*Exercise:* Substitute "blooming" for every "flowering" in the records below, change nothing else, and reproduce them without the pictures.

Excerpts of bounding box data
------------------------------------------------

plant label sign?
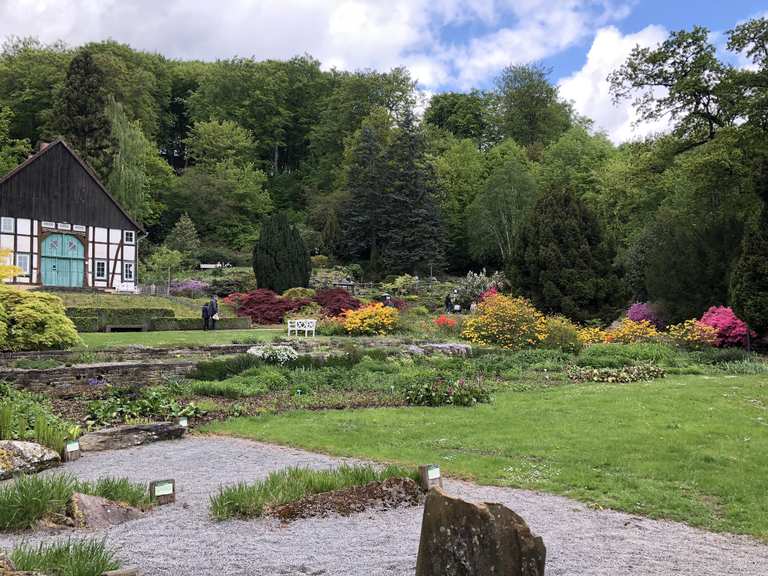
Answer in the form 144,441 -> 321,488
64,440 -> 80,462
419,464 -> 443,490
149,480 -> 176,506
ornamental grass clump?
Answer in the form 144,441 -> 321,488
11,540 -> 120,576
210,464 -> 419,520
461,294 -> 547,350
343,302 -> 400,336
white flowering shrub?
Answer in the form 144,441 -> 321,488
248,346 -> 299,366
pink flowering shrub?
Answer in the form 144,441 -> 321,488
701,306 -> 756,348
627,302 -> 664,328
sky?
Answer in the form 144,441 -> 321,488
0,0 -> 768,143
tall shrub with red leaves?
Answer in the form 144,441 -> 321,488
701,306 -> 756,348
224,288 -> 312,324
315,288 -> 362,316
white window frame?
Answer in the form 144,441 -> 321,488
123,262 -> 136,282
93,260 -> 109,280
16,252 -> 32,276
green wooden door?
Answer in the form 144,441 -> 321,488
40,234 -> 85,288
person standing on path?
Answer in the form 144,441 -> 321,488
203,302 -> 211,330
208,294 -> 219,330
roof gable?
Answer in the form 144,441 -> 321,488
0,139 -> 144,232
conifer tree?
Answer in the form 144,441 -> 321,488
253,213 -> 312,293
731,214 -> 768,334
48,49 -> 112,180
510,189 -> 622,320
165,212 -> 200,263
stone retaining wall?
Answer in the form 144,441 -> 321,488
0,360 -> 196,398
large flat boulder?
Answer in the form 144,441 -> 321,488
416,488 -> 546,576
68,493 -> 144,530
80,422 -> 187,452
0,440 -> 61,480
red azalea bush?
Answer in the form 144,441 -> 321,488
224,288 -> 312,324
314,288 -> 362,316
700,306 -> 756,348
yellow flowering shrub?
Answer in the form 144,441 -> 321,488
605,318 -> 659,344
667,320 -> 717,350
578,326 -> 607,346
342,302 -> 399,336
461,294 -> 547,350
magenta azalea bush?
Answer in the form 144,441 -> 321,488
170,280 -> 211,298
701,306 -> 756,348
627,302 -> 664,329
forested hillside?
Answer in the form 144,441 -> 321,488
0,19 -> 768,328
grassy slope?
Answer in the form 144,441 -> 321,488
204,376 -> 768,539
80,329 -> 284,349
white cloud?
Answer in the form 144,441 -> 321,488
0,0 -> 633,90
559,26 -> 669,143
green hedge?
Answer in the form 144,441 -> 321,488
69,316 -> 99,332
67,306 -> 174,331
149,318 -> 251,331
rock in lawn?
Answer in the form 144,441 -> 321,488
0,440 -> 61,480
80,422 -> 187,452
416,488 -> 546,576
67,493 -> 144,530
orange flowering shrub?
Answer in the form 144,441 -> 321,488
605,318 -> 659,344
668,320 -> 717,350
342,302 -> 400,336
461,294 -> 547,350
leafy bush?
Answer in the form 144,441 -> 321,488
456,270 -> 509,309
224,289 -> 311,324
315,288 -> 362,316
210,464 -> 418,520
11,540 -> 120,576
462,295 -> 547,350
0,286 -> 81,350
667,320 -> 717,350
248,346 -> 299,365
343,302 -> 399,336
189,354 -> 263,380
567,364 -> 665,382
168,280 -> 211,298
541,316 -> 583,353
405,376 -> 491,406
605,318 -> 659,344
701,306 -> 755,348
627,302 -> 664,330
283,288 -> 315,299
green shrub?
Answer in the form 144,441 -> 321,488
210,464 -> 419,520
0,286 -> 81,350
405,376 -> 491,406
541,316 -> 582,353
283,287 -> 315,300
11,540 -> 120,576
567,364 -> 665,383
189,354 -> 264,380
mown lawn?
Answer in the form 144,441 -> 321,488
75,328 -> 278,349
206,376 -> 768,540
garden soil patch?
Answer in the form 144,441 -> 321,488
268,478 -> 424,522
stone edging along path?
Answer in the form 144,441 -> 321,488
0,436 -> 768,576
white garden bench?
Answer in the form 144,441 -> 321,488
288,318 -> 317,336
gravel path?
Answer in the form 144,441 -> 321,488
0,437 -> 768,576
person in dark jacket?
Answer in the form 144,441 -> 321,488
208,294 -> 219,330
203,302 -> 211,330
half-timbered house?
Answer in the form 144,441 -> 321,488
0,140 -> 143,291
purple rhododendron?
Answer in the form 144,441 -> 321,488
701,306 -> 756,348
627,302 -> 664,328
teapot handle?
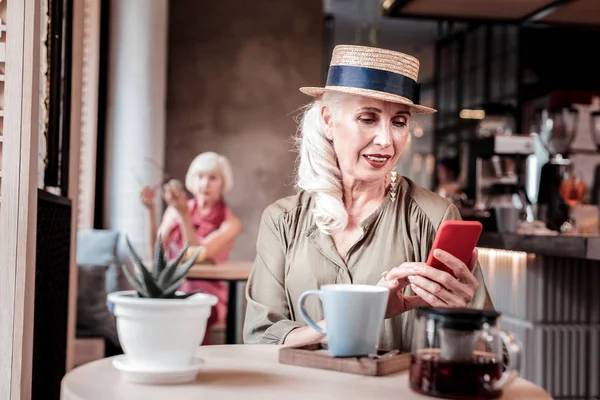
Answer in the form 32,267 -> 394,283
494,329 -> 523,390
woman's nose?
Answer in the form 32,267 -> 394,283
373,126 -> 392,148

------------------------------------------------

*Response:*
plant label sign?
Answer in the form 144,441 -> 321,488
64,440 -> 80,462
419,464 -> 443,490
149,480 -> 176,506
ornamental grass clump?
Answer in the form 144,441 -> 321,488
11,540 -> 120,576
210,464 -> 419,520
461,294 -> 547,350
343,302 -> 400,336
white blooming shrub?
Answer in the form 144,441 -> 321,488
248,346 -> 299,366
pink blooming shrub?
Answer in the form 144,441 -> 321,488
701,306 -> 756,348
627,302 -> 664,328
sky?
Answer in the form 144,441 -> 321,488
0,0 -> 768,143
tall shrub with red leaves?
Answer in the form 144,441 -> 321,488
701,306 -> 756,348
224,288 -> 312,324
315,288 -> 362,316
white window frame?
Answer in the form 144,441 -> 321,488
123,262 -> 136,282
93,260 -> 109,280
16,252 -> 32,276
green wooden door?
Answer in the form 144,441 -> 321,488
40,234 -> 85,288
person standing on path?
Answer in the form 144,441 -> 321,488
203,302 -> 211,330
208,294 -> 219,330
roof gable?
Answer in the form 144,441 -> 321,488
0,139 -> 144,232
conifer tree?
Answer in the form 144,441 -> 321,488
253,213 -> 312,293
731,214 -> 768,334
48,49 -> 112,180
510,189 -> 622,320
165,212 -> 200,263
stone retaining wall?
Answer in the form 144,441 -> 321,488
0,360 -> 196,398
large flat boulder?
Answer in the form 144,441 -> 321,488
416,488 -> 546,576
68,493 -> 144,530
80,422 -> 187,452
0,440 -> 61,480
red azalea bush?
Answer in the form 144,441 -> 321,488
224,288 -> 312,324
314,288 -> 362,316
700,306 -> 756,348
yellow blooming shrub?
Answer in the form 144,441 -> 321,488
605,318 -> 659,344
667,320 -> 717,350
578,326 -> 607,346
342,302 -> 399,336
461,294 -> 547,350
magenta azalea bush?
Answer in the form 144,441 -> 321,488
170,280 -> 211,298
701,306 -> 756,348
627,302 -> 664,329
forested hillside?
Answer in the form 144,441 -> 321,488
0,19 -> 768,328
grassy slope?
Answer in the form 144,441 -> 321,488
204,376 -> 768,539
80,329 -> 284,349
white cloud?
Answer in the form 144,441 -> 321,488
0,0 -> 633,90
559,26 -> 669,143
green hedge?
Answer in the form 144,441 -> 321,488
69,316 -> 99,332
67,306 -> 174,331
149,318 -> 251,331
rock in lawn?
Answer in the form 144,441 -> 321,488
0,440 -> 61,480
80,422 -> 187,452
416,488 -> 546,576
67,493 -> 144,530
orange blooming shrub?
Answer in the form 144,441 -> 321,488
605,318 -> 659,344
668,320 -> 717,350
342,302 -> 400,336
461,294 -> 547,350
leafy bush?
Answer in the form 144,441 -> 321,488
456,270 -> 509,309
224,289 -> 311,324
315,288 -> 362,316
210,464 -> 418,520
11,540 -> 120,576
462,295 -> 547,350
0,286 -> 81,350
667,320 -> 717,350
248,346 -> 299,365
343,302 -> 399,336
189,354 -> 263,380
567,364 -> 665,382
168,280 -> 211,298
541,316 -> 583,353
405,376 -> 491,406
605,318 -> 659,344
701,306 -> 755,348
627,302 -> 664,330
283,288 -> 315,299
green shrub?
Answer in the form 144,441 -> 321,488
210,464 -> 419,520
0,286 -> 81,350
405,376 -> 491,406
541,316 -> 582,353
283,287 -> 315,300
11,540 -> 120,576
567,364 -> 665,383
189,354 -> 264,380
mown lawn?
Answer in the form 144,441 -> 321,488
75,328 -> 278,349
206,376 -> 768,540
garden soil patch?
Answer in the form 144,441 -> 321,488
268,478 -> 424,522
stone edging along path?
Answer in the form 144,441 -> 321,488
0,436 -> 768,576
white garden bench?
Answer in the form 144,441 -> 321,488
288,318 -> 317,336
gravel path?
Answer in the form 144,441 -> 321,488
0,437 -> 768,576
person in dark jacket?
Answer in the form 144,441 -> 321,488
208,294 -> 219,330
203,302 -> 211,330
half-timbered house?
Answer in the form 144,441 -> 321,488
0,140 -> 143,291
purple rhododendron?
Answer in the form 144,441 -> 321,488
701,306 -> 756,348
627,302 -> 664,328
teapot handle?
Answer in the form 32,267 -> 394,283
494,329 -> 523,390
woman's nose?
Answer in the form 32,267 -> 394,283
373,126 -> 392,148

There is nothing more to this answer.